» Exercise:
Could you reproduce, word for word, everything below from the line containing "Target: nose" down to the line containing "Drop a marker on every instance of the purple", with both of those lines included and no others?

» Dataset records:
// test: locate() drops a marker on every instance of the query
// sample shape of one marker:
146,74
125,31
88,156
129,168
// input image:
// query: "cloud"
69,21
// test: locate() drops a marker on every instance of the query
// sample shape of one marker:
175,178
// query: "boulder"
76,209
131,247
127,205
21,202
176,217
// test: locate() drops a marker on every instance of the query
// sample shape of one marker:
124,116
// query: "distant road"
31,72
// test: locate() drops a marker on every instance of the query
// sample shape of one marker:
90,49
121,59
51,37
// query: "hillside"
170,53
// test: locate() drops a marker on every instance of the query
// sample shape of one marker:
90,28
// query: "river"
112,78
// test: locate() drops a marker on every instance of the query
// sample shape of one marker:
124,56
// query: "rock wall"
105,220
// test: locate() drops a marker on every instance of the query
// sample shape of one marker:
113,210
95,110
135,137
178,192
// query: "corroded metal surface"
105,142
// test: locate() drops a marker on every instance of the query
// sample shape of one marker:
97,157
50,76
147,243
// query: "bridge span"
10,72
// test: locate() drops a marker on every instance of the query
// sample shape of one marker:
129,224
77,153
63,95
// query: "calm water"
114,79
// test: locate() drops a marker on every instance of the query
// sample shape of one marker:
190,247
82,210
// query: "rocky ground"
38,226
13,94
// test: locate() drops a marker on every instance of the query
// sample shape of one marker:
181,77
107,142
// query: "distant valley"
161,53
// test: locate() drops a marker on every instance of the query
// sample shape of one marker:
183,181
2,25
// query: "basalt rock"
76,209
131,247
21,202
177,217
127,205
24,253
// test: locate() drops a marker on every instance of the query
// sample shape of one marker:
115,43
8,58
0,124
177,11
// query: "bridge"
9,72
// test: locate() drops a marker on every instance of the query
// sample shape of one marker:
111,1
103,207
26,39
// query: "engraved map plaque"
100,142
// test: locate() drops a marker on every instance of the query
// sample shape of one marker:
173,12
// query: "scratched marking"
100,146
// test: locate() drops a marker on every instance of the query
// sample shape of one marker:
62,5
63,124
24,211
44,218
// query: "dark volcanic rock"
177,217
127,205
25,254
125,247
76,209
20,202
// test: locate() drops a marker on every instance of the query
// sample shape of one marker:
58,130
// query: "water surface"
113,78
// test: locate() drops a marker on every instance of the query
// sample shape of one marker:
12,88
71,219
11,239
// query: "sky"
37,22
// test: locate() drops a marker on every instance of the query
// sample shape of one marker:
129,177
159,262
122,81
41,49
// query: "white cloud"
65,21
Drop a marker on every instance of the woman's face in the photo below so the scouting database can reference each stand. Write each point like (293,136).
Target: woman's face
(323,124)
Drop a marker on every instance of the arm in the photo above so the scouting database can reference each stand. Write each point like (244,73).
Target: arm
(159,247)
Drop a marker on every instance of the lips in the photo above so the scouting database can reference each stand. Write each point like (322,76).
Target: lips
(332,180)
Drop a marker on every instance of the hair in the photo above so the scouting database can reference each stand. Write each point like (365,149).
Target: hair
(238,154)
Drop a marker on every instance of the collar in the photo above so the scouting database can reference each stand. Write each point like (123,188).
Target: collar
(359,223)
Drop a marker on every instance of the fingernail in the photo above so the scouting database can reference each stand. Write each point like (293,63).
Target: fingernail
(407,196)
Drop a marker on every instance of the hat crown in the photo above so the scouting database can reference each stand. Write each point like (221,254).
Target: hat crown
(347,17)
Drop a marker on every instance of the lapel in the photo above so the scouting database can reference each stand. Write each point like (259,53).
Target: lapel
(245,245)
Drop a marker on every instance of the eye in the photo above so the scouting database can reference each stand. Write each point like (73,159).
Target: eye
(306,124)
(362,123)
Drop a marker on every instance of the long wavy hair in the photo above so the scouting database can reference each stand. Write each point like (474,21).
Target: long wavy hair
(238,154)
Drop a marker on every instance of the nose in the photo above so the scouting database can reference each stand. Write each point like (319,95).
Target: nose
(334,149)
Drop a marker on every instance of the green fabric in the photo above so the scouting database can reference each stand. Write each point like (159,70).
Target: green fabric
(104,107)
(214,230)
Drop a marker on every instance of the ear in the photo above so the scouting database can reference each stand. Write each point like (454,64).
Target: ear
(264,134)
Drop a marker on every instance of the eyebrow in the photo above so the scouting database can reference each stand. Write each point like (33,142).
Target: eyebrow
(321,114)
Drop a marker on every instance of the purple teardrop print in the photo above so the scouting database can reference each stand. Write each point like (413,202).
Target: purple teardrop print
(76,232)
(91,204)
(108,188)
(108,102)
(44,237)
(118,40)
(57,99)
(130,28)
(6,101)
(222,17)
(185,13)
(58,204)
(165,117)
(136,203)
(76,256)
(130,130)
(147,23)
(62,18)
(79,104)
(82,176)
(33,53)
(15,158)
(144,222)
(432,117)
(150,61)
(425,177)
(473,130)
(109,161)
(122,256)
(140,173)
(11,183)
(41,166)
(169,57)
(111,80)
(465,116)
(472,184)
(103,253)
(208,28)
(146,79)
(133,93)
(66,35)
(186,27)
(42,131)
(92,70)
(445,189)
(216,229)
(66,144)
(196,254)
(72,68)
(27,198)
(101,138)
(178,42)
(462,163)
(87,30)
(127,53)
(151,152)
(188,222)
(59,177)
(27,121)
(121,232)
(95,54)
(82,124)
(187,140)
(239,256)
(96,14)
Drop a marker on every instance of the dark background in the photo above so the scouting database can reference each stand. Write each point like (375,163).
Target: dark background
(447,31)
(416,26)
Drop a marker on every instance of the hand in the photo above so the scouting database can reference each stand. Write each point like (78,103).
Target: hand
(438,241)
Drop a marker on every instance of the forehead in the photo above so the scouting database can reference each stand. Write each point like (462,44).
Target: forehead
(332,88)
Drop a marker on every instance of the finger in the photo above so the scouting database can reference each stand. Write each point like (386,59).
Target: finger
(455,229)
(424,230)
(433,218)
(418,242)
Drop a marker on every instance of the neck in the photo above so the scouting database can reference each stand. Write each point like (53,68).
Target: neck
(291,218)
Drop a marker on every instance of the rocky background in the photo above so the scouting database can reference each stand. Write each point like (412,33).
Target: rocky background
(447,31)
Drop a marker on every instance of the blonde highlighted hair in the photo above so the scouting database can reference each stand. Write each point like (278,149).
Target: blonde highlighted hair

» Expected answer:
Target: nose
(334,149)
Drop a marker on every instance of the green fabric in the photo above so the scouting database can reference each stand. Write each point like (159,70).
Target: green fabric
(104,107)
(214,230)
Drop a marker on every instance of the ear in the photo above so the scouting database can reference each stand. Write each point like (454,64).
Target: ear
(264,134)
Drop a marker on every instance of the eyebrow in the photo above so the scouting database can reference each stand. Write each point like (33,142).
Target: eyebrow
(321,114)
Drop a marker on every instance of the purple teardrop print in the photo above so the scouting database can reference each stand. Write each point like (413,202).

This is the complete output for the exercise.